Please return all of the data exactly as written.
##############################
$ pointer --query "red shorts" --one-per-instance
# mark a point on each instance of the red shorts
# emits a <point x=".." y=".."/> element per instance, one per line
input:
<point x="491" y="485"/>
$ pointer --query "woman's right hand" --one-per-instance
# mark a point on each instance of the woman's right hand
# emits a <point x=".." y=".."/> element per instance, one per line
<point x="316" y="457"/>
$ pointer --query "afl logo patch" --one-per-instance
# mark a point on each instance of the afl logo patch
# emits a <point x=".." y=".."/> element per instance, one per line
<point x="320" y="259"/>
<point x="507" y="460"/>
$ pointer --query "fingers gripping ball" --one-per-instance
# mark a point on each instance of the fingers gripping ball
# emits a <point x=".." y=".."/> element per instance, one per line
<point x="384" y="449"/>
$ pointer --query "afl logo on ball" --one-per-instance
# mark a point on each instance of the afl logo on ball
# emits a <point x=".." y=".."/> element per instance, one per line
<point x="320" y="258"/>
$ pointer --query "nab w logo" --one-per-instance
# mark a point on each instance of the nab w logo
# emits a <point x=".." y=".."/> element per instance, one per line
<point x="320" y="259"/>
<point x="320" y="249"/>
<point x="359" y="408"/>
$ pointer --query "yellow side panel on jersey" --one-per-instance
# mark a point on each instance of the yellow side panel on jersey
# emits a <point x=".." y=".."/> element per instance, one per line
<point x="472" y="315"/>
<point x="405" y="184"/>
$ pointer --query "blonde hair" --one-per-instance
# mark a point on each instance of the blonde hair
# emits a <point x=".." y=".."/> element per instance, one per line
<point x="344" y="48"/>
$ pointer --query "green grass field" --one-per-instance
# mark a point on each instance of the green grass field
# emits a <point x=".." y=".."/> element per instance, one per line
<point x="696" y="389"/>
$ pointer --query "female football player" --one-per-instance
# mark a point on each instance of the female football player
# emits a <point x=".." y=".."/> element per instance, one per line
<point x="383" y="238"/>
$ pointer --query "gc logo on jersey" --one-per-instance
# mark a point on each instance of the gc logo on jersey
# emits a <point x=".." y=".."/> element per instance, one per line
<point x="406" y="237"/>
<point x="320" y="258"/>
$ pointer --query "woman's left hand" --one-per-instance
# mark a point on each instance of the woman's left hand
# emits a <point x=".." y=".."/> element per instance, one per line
##############################
OUTPUT:
$ pointer --query "red shorts" --one-per-instance
# mark a point on each instance of the red shorts
# emits a <point x=".." y=".."/> element per instance, one per line
input:
<point x="491" y="485"/>
$ pointer --query "woman's right hand" --one-per-instance
# mark a point on each instance of the woman's right hand
# emits a <point x=".." y=".."/> element per instance, one per line
<point x="316" y="457"/>
$ pointer --query "afl logo patch" --one-per-instance
# mark a point on each instance of the afl logo patch
# emits a <point x=".." y=".."/> element per instance, one per line
<point x="320" y="259"/>
<point x="507" y="460"/>
$ pointer --query "fingers gripping ball" --one-per-instance
# mark a point on each instance of the fingers gripping ball
# emits a <point x=".." y=".."/> element per instance, one per line
<point x="384" y="449"/>
$ pointer --query "afl logo on ball" --one-per-instance
# mark a point on each instance of the afl logo on ball
# emits a <point x=".." y=".."/> element per instance, one per line
<point x="320" y="258"/>
$ pointer --query "nab w logo" --one-per-instance
# mark a point on each instance of the nab w logo
# emits a <point x=".." y=".."/> element per instance, one per line
<point x="320" y="259"/>
<point x="320" y="249"/>
<point x="359" y="408"/>
$ pointer --query "yellow side panel on jersey" --one-per-instance
# mark a point on each instance of the yellow side panel on jersey
# emits a <point x=".." y=".."/> element per instance, one per line
<point x="472" y="315"/>
<point x="405" y="184"/>
$ pointer --query "blonde hair" --one-per-instance
# mark a point on each instance of the blonde hair
# emits a <point x=".." y=".."/> element per instance, one per line
<point x="344" y="48"/>
$ pointer --query "green grass field" --one-per-instance
# mark a point on each instance of the green grass field
# emits a <point x=".." y=".."/> element per instance, one per line
<point x="696" y="389"/>
$ pointer --query "female football player" --one-per-instance
# mark a point on each instance of the female football player
# emits a <point x=".." y=".."/> element per instance, one per line
<point x="383" y="238"/>
$ pointer --query "gc logo on jersey" --one-per-instance
# mark a point on each instance of the gc logo on jersey
# emits a <point x=".." y=".."/> element per instance, one per line
<point x="406" y="237"/>
<point x="320" y="258"/>
$ pointer --query "woman's left hand" --one-per-instance
# mark a point on each instance of the woman's left hand
# emits a <point x=".." y=".."/> element per instance, one per line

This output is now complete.